> [PASSAGE]:
◆ ◆ ◆
Exclusive: A range of allied health professionals including physiotherapists, occupational therapists and podiatrists will begin making independent assessments of patients’ fitness for work from next month, under a new scheme developed in conjunction with ministers which could significantly cut GP workload.
The scheme – which could eventually see drama therapists and art therapists issuing assessment certificates directly to employers and patients – has been developed by the Allied Health Professionals Federation, in consultation with the Department of Health and the Department for Work and Pensions, and has received the backing of the CBI.
The independent assessments will not replace the Med3, which GPs will still be required to issue in order for patients to claim state benefits.
But as with the Med3, the assessment form will require allied health professionals to state if patients are ‘not fit for work’ or ‘may be fit for work’ if certain advice is followed. The form can be used by employees as evidence for sick pay, and patients will be able to present it to their GP as supporting evidence when applying for a Med3.
Leonie Dawson, professional adviser at the Chartered Society of Physiotherapy, told Pulse: ‘If somebody has to be signed off sick, then we hope that they already have the AHP form out. We will be able to transfer that electronically to the GP and they will be able to cut and paste that into the fit note, which will save him time.’
‘Hopefully he will just say “Yes that is great” and he will progress the patient back to work using this advice.’
Ms Dawson said a five-year pilot was planned to see if the form could potentially replace the Med3 statement. The form will initially be used by physiotherapists, occupational therapists and podiatrists, although a spokesperson for the Chartered Society of Physiotherapy said all allied health professionals would begin to use it ‘if they could demonstrate their competence’.
The Department for Work and Pensions said it had been consulted on the scheme, but it was not part of separate plans to roll out independent assessments of fitness to work and there were no plans for it to replace the Med3.
‘The aim is to give other health professionals a voice, apart from GPs, about whether someone is fit for work,’ a spokesperson said.
GPs were divided over the plans, with Dr David Bailey, GPC negotiator and a GP in Cardiff, suggesting the certificate could make life easier for GPs.
◆ ◆ ◆
> [SOURCE INFORMATION]:

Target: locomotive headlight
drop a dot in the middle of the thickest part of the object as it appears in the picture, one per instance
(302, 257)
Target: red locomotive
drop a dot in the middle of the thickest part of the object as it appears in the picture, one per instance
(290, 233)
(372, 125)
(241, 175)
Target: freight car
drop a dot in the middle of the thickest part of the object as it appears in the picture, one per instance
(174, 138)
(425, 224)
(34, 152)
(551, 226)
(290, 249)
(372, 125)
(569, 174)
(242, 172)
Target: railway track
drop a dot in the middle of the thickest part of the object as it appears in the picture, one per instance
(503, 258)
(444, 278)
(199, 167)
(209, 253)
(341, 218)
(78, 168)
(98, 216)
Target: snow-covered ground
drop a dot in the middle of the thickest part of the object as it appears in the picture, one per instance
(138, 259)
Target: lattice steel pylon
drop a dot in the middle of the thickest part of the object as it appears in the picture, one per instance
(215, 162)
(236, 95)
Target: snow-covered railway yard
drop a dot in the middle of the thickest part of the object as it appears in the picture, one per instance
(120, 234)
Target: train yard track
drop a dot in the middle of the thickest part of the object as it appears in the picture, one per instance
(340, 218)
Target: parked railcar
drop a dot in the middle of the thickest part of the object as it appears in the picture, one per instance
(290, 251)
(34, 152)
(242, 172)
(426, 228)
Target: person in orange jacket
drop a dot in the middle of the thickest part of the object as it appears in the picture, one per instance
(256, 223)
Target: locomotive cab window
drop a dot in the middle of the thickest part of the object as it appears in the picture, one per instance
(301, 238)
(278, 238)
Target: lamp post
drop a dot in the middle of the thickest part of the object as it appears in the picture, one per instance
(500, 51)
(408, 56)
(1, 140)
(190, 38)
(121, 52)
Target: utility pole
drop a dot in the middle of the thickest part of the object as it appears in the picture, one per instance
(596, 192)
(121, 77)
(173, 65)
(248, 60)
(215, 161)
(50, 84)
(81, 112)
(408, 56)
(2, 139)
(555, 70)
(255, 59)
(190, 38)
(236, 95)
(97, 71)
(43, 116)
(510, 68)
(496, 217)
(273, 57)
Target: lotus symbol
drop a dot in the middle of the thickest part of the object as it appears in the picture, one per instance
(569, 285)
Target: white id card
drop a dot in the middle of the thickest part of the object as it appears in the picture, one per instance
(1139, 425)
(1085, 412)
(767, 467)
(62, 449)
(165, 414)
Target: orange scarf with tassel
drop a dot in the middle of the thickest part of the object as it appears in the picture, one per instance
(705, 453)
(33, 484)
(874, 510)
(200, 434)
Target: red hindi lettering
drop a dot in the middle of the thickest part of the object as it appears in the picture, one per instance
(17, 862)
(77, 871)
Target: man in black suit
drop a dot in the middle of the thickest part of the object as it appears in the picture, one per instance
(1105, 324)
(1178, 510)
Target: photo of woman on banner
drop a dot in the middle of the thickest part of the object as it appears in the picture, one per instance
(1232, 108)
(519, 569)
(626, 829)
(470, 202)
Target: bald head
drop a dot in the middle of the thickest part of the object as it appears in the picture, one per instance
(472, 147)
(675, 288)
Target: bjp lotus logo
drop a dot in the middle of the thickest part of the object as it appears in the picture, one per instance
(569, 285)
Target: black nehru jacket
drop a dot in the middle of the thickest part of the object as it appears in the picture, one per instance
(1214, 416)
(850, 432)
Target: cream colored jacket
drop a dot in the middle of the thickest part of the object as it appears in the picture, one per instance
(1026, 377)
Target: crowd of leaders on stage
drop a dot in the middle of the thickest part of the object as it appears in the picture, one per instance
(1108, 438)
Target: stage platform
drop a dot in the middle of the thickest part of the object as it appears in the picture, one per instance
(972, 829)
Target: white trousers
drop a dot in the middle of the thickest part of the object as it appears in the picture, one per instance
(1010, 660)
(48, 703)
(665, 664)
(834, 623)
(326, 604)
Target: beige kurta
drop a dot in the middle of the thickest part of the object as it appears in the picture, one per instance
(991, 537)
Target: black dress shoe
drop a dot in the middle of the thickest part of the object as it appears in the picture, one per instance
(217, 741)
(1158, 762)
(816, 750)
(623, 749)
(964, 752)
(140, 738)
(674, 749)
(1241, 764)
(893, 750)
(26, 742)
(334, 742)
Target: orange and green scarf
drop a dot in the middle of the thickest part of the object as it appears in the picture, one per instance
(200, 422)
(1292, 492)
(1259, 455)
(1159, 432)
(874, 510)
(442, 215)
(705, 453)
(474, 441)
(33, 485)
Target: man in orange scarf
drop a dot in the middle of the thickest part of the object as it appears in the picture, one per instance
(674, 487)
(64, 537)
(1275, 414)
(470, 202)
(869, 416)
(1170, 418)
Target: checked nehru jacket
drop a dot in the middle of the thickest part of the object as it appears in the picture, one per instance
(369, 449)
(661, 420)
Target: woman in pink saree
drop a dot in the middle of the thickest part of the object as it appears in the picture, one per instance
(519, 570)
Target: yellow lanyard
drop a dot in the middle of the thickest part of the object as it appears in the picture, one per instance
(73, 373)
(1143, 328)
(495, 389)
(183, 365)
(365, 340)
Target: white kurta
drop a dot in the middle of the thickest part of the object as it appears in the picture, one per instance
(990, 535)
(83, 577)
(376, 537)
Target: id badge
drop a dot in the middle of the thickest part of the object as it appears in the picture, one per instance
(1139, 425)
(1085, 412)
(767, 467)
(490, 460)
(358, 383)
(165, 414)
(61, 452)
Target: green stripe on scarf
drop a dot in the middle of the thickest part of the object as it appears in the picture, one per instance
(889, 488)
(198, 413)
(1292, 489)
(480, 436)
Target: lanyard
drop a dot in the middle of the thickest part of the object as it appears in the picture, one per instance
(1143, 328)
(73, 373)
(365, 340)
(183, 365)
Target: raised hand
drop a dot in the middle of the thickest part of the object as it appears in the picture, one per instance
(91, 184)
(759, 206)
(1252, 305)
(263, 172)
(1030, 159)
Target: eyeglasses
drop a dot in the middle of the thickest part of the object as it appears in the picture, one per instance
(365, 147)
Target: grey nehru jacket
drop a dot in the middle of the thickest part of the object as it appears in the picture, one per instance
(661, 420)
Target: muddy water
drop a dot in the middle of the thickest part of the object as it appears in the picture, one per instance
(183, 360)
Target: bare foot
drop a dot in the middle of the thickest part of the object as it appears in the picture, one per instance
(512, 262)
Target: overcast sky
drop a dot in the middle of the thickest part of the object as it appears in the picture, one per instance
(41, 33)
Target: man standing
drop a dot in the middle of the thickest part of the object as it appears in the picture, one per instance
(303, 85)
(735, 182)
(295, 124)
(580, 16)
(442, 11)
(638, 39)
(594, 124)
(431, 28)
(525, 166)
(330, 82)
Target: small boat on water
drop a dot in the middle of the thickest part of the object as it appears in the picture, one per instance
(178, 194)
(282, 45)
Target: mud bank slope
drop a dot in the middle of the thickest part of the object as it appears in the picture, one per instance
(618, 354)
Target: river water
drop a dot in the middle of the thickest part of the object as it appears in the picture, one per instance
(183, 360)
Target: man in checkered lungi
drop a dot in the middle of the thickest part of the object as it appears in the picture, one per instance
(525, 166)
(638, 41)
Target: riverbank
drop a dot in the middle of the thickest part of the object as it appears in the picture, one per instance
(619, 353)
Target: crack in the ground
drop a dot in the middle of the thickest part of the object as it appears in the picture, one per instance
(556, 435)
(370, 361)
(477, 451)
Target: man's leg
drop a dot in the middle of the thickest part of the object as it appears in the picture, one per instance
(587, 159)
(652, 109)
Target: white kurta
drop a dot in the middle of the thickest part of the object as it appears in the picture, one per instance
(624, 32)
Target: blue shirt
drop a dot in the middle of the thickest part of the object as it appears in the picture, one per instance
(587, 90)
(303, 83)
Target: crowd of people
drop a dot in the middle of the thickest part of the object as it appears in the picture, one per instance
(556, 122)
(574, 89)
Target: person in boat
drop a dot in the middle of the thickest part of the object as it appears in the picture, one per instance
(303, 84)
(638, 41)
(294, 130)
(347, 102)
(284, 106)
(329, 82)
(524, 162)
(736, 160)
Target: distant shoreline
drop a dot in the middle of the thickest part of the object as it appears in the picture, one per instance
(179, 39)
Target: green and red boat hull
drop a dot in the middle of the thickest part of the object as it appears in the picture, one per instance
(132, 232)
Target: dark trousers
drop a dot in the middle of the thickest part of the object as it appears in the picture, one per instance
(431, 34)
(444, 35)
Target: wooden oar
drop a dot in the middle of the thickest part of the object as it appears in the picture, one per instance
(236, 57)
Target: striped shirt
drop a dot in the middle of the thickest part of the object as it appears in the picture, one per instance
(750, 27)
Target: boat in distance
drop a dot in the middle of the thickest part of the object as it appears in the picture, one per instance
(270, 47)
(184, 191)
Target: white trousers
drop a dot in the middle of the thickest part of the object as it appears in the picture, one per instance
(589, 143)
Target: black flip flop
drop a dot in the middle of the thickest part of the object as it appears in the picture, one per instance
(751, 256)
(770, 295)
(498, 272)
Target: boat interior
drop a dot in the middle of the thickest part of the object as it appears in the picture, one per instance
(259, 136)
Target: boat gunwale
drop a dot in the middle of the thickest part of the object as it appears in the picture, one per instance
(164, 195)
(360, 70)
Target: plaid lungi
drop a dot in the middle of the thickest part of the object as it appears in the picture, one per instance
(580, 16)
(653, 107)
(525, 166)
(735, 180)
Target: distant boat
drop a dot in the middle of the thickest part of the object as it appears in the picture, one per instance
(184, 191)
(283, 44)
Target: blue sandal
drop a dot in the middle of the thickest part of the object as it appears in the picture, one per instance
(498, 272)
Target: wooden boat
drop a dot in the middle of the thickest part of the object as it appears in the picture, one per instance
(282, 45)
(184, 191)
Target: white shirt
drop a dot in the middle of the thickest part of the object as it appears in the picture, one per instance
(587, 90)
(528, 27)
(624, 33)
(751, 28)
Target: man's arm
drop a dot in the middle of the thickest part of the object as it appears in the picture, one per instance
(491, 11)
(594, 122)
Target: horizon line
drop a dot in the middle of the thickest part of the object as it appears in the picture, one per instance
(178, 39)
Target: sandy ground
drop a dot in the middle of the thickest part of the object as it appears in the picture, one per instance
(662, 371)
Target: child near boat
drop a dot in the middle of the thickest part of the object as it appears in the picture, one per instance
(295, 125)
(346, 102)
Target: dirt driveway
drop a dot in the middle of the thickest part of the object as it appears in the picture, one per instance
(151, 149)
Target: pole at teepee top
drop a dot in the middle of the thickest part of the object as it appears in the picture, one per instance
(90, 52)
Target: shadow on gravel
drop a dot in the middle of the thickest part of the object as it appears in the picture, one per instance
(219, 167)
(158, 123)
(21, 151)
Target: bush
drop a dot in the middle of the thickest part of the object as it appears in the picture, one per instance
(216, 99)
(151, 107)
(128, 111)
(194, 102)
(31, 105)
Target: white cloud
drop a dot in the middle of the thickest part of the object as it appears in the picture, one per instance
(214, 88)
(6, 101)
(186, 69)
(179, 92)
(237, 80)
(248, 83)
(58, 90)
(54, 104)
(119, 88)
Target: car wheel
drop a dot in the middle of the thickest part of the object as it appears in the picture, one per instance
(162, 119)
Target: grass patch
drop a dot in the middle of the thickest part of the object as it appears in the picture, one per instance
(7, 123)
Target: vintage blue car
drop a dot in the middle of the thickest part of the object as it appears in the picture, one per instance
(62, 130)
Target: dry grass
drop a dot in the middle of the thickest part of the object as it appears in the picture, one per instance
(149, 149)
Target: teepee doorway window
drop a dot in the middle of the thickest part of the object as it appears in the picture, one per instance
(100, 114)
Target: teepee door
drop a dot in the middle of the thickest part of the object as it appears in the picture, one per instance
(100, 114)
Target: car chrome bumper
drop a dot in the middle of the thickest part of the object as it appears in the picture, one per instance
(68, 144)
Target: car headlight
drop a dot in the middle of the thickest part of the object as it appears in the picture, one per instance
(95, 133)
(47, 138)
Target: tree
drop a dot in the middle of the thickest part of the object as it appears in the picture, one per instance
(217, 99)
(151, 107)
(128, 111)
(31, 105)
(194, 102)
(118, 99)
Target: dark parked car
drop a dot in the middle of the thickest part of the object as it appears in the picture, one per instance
◆ ◆ ◆
> [TASKS TO PERFORM]:
**a)** In the article on fitness-for-work assessments, which business group has backed the scheme?
**b)** Please rewrite the article on fitness-for-work assessments, starting at "The scheme –" and ending at "claim state benefits.", and swap "drama therapists" for "music therapists".

> [OUTPUTS FOR THE TASKS]:
**a)** The CBI.

**b)**
The scheme – which could eventually see music therapists and art therapists issuing assessment certificates directly to employers and patients – has been developed by the Allied Health Professionals Federation, in consultation with the Department of Health and the Department for Work and Pensions, and has received the backing of the CBI.
The independent assessments will not replace the Med3, which GPs will still be required to issue in order for patients to claim state benefits.